- RECORDS:
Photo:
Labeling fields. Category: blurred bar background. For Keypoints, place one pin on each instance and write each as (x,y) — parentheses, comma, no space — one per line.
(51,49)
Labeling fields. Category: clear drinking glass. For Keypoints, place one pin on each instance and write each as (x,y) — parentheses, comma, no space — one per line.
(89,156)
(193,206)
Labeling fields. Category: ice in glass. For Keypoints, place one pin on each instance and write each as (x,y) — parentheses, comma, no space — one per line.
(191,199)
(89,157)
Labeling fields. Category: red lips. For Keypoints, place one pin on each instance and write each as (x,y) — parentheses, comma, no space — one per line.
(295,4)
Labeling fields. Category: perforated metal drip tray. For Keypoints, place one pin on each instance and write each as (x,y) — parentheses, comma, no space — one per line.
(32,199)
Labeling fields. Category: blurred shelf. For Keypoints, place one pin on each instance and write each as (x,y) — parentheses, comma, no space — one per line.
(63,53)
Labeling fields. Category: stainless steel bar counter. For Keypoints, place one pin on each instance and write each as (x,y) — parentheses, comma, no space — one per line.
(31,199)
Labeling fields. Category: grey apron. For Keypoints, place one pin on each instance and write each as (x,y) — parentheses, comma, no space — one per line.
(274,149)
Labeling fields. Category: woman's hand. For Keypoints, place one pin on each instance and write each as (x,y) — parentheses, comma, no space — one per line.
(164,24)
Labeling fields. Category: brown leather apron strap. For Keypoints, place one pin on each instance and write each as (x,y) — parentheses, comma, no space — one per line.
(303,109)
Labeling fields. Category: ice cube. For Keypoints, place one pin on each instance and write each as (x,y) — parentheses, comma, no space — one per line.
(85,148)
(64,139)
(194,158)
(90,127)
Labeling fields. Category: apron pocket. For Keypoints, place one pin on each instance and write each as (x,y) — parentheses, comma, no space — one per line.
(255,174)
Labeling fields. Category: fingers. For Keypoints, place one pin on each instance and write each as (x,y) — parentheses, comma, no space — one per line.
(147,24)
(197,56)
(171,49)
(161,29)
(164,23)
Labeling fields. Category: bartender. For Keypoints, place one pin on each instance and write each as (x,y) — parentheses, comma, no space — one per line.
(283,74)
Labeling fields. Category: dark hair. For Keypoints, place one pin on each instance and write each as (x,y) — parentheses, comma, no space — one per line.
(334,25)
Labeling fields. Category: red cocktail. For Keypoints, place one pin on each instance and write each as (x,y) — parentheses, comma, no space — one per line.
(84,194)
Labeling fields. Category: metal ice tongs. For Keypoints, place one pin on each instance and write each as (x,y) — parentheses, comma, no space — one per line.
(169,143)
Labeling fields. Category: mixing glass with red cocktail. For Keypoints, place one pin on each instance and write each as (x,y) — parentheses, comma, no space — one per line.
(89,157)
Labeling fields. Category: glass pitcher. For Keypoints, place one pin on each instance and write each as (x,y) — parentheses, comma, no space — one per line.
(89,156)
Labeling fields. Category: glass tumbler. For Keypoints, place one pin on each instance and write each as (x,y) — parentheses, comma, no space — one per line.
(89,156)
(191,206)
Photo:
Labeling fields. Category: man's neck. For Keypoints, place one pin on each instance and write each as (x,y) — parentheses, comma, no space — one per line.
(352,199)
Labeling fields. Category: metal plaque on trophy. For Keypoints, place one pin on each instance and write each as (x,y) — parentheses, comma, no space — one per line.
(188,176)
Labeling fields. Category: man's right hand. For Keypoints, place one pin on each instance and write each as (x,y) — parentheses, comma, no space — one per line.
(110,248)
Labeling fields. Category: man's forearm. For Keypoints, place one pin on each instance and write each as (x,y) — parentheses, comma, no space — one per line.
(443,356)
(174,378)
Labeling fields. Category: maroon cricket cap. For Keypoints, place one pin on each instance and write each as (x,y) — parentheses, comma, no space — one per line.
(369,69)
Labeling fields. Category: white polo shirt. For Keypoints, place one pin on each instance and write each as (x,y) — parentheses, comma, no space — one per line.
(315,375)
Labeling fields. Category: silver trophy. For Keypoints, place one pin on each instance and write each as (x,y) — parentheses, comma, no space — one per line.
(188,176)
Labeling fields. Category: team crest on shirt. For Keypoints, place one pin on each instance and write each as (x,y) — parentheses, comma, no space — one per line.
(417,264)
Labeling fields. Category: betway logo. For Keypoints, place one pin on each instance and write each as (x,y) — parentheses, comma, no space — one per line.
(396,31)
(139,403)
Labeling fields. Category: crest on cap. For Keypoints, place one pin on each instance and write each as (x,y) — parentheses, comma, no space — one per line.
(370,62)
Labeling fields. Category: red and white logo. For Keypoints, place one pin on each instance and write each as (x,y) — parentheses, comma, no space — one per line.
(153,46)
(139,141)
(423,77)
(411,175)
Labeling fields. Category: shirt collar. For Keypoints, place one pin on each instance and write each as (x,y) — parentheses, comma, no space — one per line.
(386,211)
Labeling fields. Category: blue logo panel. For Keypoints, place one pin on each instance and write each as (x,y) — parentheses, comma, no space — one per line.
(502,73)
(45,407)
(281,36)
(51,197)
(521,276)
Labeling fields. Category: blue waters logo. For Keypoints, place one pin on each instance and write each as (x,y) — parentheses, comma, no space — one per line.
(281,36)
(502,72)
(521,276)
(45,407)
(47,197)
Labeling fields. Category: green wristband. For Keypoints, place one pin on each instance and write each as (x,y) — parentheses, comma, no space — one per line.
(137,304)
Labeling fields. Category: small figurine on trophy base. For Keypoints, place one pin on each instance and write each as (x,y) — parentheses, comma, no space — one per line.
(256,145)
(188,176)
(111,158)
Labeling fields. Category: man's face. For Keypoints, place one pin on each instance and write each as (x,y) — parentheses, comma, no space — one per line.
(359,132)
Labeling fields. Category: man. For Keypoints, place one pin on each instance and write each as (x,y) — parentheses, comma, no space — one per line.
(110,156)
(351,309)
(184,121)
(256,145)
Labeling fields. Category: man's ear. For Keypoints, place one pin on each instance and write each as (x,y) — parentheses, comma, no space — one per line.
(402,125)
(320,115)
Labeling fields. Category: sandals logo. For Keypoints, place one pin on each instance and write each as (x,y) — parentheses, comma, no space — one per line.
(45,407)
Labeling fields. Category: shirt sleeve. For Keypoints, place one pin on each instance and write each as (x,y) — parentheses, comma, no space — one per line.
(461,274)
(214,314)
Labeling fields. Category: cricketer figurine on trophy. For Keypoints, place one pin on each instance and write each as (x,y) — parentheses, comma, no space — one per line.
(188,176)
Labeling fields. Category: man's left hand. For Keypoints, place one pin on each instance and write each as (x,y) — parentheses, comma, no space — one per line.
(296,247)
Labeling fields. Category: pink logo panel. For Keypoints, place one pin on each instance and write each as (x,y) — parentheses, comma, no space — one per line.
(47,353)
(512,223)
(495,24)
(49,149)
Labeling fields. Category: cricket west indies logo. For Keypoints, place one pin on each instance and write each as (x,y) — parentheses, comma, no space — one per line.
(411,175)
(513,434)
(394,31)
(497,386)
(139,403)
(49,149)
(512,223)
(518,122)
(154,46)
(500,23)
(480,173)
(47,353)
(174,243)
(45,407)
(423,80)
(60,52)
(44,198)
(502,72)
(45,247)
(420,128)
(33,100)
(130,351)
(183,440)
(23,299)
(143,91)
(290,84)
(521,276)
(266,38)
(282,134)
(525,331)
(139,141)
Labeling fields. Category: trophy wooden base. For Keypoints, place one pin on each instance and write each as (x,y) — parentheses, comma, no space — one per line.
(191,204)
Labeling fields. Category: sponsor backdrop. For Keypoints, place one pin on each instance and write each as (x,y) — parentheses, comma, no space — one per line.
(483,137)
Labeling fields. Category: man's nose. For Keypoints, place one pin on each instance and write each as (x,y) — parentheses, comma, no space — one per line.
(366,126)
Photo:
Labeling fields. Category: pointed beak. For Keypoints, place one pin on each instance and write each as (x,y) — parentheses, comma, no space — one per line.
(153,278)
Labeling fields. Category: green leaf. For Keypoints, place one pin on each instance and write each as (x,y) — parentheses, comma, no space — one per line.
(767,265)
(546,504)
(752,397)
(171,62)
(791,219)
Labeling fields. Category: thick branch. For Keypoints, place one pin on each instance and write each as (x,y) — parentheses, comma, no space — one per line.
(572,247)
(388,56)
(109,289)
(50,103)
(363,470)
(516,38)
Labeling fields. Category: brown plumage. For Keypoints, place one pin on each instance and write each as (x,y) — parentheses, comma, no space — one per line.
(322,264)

- EXERCISE DIRECTIONS: Return the lines beginning at the one that contains "Labeling fields. Category: man's left" and continuing through the last line of the data, exactly as they stand and without any others.

- RESPONSE TO THE TASK:
Labeling fields. Category: man's left hand. For Keypoints, place one pin on each instance and write each as (x,y) — parentheses, comma, no space — one per line.
(296,247)
Labeling fields. Category: pink logo panel. For Keypoints, place one pin on each instance and write each as (x,y) — parentheses, comma, no space — one per line.
(47,353)
(512,223)
(495,24)
(49,149)
Labeling fields. Category: cricket west indies logo. For Keypoints, place one pin on each instance and write each as (x,y) — parentheses, comma, no space — one per line.
(411,175)
(513,434)
(394,31)
(497,386)
(139,403)
(49,149)
(512,223)
(518,122)
(154,46)
(500,23)
(480,173)
(47,353)
(174,243)
(45,407)
(423,80)
(60,52)
(44,198)
(502,72)
(45,247)
(420,128)
(33,100)
(130,351)
(183,440)
(23,299)
(143,91)
(290,84)
(521,276)
(266,38)
(282,134)
(525,331)
(139,141)
Labeling fields. Category: trophy wooden base. For Keypoints, place one pin on each instance and write each as (x,y) — parentheses, comma, no space — one per line.
(191,204)
Labeling fields. Category: sponsor backdrop. For Keypoints, place one pin on each instance and write each as (x,y) — parentheses, comma, no space — one per line.
(483,137)
Labeling fields. Category: man's nose. For Keypoints, place one pin on each instance and write each as (x,y) — parentheses, comma, no space — one per line.
(366,126)
Photo:
Labeling fields. Category: pointed beak. For Keypoints, place one pin on each instance and write each as (x,y) — parentheses, comma, no space — one per line.
(153,278)
Labeling fields. Category: green leaf. For Keypoints, place one pin on each instance and write each as (x,y) — parentheses, comma, no space — one per line.
(767,265)
(546,504)
(752,397)
(171,62)
(791,219)
Labeling fields. Category: thick branch. For Keypoints, place one pin on each instance and write each as (x,y) — parentheses, comma, no space — one per line.
(572,247)
(388,56)
(109,289)
(50,103)
(363,470)
(516,38)
Labeling fields. Category: brown plumage. For Keypoints, place one pin on each instance and write each as (x,y) — parentheses, comma, no space — one per line.
(322,264)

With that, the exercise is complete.